==== Entries
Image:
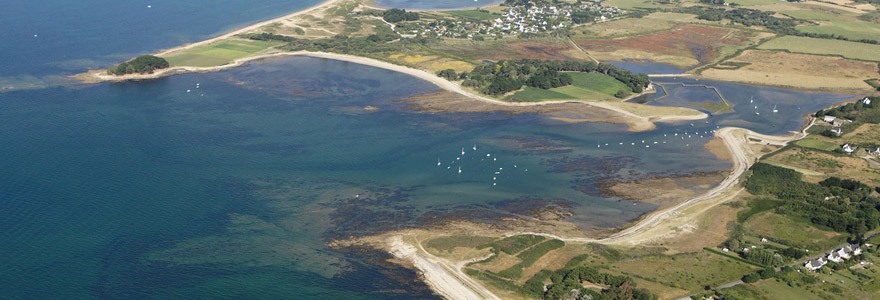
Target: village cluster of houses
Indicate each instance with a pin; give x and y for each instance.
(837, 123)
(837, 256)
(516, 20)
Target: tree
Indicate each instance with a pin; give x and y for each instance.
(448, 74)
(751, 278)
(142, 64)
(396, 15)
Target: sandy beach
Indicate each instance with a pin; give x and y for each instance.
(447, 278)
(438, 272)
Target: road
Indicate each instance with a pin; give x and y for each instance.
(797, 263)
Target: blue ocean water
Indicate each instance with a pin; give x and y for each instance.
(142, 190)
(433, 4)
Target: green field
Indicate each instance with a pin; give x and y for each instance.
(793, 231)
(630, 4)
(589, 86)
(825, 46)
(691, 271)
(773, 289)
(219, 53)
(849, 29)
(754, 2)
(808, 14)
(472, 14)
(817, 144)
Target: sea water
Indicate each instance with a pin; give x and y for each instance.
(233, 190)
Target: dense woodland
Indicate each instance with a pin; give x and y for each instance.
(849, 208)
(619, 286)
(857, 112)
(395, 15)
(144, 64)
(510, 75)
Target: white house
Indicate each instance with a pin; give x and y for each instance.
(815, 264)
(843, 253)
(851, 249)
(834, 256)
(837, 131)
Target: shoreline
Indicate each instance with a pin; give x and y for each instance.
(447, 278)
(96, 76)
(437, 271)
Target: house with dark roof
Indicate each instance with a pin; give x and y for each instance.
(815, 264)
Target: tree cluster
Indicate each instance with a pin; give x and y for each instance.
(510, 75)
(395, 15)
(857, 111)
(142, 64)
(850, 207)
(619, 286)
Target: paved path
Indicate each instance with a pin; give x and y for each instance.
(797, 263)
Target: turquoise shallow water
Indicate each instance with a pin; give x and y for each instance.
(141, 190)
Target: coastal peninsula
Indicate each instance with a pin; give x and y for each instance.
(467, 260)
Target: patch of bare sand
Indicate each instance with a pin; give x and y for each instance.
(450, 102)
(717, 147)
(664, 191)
========
Directive. Starting at the line that contains "Target: sea water" and ending at the end of the records, rewrite those records as a two-column CSV with the columns record_text and answer. Give one row per record, enclose each field in quotation marks, and replace line breaks with spaces.

Expected output.
record_text,answer
"Target: sea water Indicate each instance with a pin; give x and y for each instance.","(233, 190)"
"Target: dense woodland Indicate each instance with a pin; give x and y for each instance.","(849, 208) (619, 286) (857, 112) (395, 15) (144, 64) (510, 75)"
"Target: white house Indicate each instance with a pin; give x and y for each instance.","(815, 264) (843, 253) (851, 249) (834, 256) (837, 131)"
"Target: shoreline Indicate each instance with a pin; give x and y for each instance.","(447, 278) (96, 76) (437, 271)"
"Target: house with dark roof Indicate each instance with a pin; give x and y for each instance.","(815, 264)"
"Target: tree cluster Indicate each instance with a pin; give x and y for each instance.","(510, 75) (395, 15) (857, 111) (142, 64) (850, 207) (619, 286)"
"Target: paved path Indicate each instance with a pin; give x and y for each instance.","(797, 263)"
"Target: turquoise shallow water Indicate each instance with a pin; give x and y for each instance.","(141, 190)"
"Target: coastal peninsula Indicate each instance with a pin; give x and y for each instance.","(467, 260)"
"Target: patch of bare sand Indicate each instance with a pin; give x and y for each instance.","(450, 102) (717, 147) (664, 191)"